• _EXERCISE INSTRUCTIONS_
Only lines holding "white" are needed; copy each of them from the data below.

****

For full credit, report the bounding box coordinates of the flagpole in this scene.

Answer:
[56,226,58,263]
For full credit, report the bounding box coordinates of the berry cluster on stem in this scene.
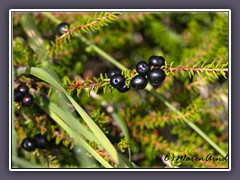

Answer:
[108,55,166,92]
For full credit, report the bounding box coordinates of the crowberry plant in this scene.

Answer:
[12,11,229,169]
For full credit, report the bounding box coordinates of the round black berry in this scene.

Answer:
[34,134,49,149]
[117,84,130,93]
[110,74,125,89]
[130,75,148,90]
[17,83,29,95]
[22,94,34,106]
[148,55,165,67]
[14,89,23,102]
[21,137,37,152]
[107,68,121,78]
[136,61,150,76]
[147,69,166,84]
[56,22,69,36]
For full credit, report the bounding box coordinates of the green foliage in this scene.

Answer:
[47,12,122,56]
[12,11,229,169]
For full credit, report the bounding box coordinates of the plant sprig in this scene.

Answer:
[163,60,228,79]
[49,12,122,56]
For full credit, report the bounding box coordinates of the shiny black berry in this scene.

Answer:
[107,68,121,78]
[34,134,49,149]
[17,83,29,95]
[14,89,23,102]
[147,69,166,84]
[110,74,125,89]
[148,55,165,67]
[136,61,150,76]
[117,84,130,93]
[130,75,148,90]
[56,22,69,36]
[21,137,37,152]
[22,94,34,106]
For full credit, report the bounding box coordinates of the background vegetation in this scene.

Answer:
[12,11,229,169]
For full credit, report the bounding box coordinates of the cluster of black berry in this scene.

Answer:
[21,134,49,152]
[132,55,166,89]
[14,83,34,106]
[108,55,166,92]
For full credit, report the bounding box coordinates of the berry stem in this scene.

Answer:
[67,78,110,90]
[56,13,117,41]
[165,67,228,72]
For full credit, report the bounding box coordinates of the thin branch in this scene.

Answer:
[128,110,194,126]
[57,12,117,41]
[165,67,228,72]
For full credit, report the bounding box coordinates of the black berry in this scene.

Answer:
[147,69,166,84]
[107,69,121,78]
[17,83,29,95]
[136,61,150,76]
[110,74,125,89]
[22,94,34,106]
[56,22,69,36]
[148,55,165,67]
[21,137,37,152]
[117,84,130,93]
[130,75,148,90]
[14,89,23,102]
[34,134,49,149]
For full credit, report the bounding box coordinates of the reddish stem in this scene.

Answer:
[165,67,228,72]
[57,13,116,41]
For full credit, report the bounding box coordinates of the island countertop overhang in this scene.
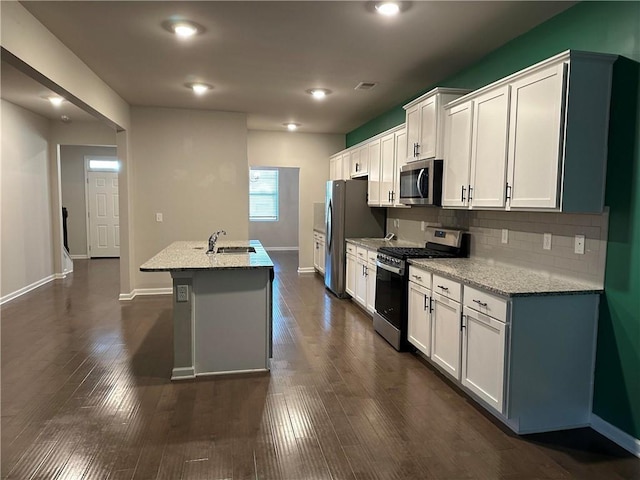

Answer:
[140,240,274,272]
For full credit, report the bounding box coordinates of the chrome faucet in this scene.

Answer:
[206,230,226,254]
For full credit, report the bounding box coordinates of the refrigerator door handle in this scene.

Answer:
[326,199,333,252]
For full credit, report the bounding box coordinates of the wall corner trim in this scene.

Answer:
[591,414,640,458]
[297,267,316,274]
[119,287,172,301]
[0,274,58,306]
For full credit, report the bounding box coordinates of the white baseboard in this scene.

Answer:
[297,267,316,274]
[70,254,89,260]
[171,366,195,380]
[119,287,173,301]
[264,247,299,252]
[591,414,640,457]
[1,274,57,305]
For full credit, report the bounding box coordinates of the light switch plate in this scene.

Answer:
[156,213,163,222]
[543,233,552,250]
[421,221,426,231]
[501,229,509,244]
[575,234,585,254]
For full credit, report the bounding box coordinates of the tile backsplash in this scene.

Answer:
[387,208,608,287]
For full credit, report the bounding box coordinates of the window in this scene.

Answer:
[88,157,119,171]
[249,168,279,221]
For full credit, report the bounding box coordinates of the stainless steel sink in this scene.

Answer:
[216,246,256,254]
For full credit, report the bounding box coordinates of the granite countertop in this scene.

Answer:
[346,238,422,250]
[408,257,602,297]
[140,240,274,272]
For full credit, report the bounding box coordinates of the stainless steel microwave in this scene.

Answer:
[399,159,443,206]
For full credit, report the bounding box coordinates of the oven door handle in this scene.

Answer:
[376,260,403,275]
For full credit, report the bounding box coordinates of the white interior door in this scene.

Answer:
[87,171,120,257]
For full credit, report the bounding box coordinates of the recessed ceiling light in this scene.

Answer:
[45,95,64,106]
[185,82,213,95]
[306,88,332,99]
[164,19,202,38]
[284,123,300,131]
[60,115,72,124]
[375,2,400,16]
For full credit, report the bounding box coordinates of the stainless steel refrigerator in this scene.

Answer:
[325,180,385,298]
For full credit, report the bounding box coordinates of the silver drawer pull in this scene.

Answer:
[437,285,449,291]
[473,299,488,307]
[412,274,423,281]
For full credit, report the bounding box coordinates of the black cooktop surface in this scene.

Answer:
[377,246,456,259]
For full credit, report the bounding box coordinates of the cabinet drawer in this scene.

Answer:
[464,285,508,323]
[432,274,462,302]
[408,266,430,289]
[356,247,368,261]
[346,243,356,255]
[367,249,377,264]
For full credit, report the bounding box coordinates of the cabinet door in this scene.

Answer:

****

• _YOUR RESPONSE_
For full credit, report the bounding box coordinates of the white baseboard in this scene.
For full credit, report the bounding box coordinates of the white interior door in this scene.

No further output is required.